>>>>

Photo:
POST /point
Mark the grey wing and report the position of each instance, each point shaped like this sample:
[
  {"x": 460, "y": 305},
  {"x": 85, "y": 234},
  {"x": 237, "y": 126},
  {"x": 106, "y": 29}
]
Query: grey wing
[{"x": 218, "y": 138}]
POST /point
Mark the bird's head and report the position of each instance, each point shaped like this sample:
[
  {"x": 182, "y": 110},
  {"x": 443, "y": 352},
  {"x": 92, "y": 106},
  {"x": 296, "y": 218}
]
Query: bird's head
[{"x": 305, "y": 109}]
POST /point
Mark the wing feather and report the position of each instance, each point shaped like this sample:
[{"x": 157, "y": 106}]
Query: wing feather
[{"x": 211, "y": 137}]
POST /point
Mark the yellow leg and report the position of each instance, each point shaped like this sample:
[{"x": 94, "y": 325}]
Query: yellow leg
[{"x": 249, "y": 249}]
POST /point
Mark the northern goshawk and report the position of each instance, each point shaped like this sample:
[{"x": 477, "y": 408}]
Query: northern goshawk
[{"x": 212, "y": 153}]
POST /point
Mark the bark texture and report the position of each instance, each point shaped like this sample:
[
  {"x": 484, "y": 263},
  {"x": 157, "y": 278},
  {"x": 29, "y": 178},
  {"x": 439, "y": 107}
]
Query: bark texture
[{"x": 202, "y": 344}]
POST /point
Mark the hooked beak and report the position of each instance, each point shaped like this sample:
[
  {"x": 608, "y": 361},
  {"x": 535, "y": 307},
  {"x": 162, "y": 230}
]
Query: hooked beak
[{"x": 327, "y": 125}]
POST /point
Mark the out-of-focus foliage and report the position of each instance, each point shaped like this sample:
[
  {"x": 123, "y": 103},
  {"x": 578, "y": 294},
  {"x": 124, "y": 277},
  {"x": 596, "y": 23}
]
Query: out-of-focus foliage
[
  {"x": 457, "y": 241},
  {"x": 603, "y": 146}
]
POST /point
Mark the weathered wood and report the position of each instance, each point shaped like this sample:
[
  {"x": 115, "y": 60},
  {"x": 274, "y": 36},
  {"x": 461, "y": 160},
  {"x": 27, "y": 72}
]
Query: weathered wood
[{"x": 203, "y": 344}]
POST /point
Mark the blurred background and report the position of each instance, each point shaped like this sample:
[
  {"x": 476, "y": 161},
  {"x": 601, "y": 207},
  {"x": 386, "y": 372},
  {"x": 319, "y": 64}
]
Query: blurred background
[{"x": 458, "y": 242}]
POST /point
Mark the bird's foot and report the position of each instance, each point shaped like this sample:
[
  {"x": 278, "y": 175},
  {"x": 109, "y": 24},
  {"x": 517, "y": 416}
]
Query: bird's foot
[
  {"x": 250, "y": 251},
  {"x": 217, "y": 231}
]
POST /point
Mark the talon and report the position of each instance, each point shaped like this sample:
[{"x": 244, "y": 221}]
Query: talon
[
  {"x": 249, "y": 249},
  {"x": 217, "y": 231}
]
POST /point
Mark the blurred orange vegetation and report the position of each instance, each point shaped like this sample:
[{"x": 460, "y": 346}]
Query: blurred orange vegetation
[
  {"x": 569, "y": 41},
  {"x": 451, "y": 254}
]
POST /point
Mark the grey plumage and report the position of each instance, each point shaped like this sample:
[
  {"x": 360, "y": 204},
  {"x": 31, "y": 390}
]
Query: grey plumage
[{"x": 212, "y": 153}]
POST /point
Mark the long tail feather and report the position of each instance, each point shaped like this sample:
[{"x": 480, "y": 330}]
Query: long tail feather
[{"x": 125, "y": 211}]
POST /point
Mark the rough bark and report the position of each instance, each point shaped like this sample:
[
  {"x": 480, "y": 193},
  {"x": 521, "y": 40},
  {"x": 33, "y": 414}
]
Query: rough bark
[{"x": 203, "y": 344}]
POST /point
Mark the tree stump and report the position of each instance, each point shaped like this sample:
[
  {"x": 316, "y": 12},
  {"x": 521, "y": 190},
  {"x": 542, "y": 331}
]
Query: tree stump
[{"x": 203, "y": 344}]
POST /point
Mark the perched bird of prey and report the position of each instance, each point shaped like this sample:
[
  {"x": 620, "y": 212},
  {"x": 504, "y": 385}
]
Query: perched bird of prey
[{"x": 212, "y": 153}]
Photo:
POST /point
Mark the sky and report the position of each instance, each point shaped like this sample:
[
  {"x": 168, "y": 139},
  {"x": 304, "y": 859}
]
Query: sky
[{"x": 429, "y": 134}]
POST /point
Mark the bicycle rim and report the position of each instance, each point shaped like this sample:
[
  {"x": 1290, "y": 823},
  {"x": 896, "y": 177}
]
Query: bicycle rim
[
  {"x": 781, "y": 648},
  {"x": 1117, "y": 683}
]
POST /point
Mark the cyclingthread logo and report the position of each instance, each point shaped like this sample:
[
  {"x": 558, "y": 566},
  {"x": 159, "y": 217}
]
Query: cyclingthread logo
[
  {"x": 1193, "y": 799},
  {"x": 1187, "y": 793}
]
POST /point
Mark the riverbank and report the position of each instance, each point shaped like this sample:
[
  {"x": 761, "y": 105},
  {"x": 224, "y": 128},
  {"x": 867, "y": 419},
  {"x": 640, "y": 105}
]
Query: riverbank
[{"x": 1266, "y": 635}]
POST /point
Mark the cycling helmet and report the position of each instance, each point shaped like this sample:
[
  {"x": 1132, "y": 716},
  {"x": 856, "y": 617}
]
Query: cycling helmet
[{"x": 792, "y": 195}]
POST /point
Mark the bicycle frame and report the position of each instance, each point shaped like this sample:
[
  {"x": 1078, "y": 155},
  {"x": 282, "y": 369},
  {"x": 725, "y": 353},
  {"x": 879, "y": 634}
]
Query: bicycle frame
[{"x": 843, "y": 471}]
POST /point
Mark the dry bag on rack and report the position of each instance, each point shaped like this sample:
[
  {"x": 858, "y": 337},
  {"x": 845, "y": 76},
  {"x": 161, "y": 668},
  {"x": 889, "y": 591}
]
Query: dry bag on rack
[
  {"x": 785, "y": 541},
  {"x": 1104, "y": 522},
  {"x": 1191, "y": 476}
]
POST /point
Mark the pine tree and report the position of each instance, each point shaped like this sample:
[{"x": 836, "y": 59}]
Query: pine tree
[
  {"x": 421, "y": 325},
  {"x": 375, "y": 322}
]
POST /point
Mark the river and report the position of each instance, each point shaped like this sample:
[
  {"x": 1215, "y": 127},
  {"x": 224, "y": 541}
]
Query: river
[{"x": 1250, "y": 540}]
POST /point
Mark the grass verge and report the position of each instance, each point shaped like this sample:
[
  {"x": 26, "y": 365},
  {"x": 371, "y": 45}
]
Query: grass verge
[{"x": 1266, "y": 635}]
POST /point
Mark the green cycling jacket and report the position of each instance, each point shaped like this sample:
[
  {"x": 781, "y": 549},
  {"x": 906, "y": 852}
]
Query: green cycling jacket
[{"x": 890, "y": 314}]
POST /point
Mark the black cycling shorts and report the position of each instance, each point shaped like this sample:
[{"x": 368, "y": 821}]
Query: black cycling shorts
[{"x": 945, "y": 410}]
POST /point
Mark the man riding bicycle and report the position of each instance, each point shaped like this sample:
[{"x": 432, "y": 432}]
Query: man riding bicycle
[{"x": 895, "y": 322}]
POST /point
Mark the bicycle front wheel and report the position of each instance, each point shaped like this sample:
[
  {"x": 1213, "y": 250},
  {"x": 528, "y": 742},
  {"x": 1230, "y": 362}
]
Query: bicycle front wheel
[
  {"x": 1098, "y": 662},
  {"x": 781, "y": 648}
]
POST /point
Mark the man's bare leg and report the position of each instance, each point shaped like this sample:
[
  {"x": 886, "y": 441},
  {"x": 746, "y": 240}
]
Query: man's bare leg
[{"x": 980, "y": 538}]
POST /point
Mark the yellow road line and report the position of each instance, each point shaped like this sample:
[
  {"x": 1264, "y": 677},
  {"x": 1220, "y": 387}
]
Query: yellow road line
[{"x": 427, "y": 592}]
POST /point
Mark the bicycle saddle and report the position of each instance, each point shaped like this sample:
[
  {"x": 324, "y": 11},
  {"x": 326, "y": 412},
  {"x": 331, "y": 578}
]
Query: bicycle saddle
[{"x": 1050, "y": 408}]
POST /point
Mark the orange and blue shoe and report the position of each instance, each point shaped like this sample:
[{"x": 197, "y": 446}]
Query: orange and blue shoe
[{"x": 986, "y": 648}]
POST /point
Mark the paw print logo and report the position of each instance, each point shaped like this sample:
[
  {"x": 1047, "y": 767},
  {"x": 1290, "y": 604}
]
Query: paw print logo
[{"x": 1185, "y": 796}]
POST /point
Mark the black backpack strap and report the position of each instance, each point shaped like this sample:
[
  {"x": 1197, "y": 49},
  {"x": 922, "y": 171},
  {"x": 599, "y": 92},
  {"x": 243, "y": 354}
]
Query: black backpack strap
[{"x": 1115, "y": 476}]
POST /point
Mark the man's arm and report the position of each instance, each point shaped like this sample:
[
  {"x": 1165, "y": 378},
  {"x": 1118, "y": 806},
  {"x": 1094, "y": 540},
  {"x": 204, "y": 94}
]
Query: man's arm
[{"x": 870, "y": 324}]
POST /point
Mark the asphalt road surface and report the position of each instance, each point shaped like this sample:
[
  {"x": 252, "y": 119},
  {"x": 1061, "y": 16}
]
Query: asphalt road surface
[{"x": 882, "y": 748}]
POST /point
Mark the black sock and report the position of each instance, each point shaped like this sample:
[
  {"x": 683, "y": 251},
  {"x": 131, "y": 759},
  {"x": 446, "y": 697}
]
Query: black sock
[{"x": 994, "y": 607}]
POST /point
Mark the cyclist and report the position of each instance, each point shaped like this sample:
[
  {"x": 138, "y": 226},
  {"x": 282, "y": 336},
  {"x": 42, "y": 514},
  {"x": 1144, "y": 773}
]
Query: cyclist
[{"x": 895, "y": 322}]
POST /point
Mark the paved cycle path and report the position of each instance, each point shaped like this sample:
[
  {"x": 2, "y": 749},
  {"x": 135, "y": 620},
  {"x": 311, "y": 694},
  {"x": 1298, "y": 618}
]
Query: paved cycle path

<<<<

Enunciado da tarefa: Retorne cada linha do material em que aparece a palavra "cyclist".

Resultado do exercício:
Mark the cyclist and report the position of each instance, each point shaped like this sample:
Query: cyclist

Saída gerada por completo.